Recorded data:
⟨
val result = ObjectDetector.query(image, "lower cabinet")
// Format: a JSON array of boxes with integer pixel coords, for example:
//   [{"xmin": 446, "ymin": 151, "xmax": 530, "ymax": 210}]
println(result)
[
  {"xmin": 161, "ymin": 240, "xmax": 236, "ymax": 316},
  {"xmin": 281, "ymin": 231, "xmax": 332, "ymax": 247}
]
⟩
Action item: Word for word, write out all of the entries.

Your solution:
val result = ObjectDetector.query(image, "lower cabinet")
// Format: a JSON array of boxes with integer pixel coords, for example:
//   [{"xmin": 446, "ymin": 151, "xmax": 530, "ymax": 210}]
println(result)
[
  {"xmin": 161, "ymin": 240, "xmax": 236, "ymax": 316},
  {"xmin": 281, "ymin": 231, "xmax": 332, "ymax": 247}
]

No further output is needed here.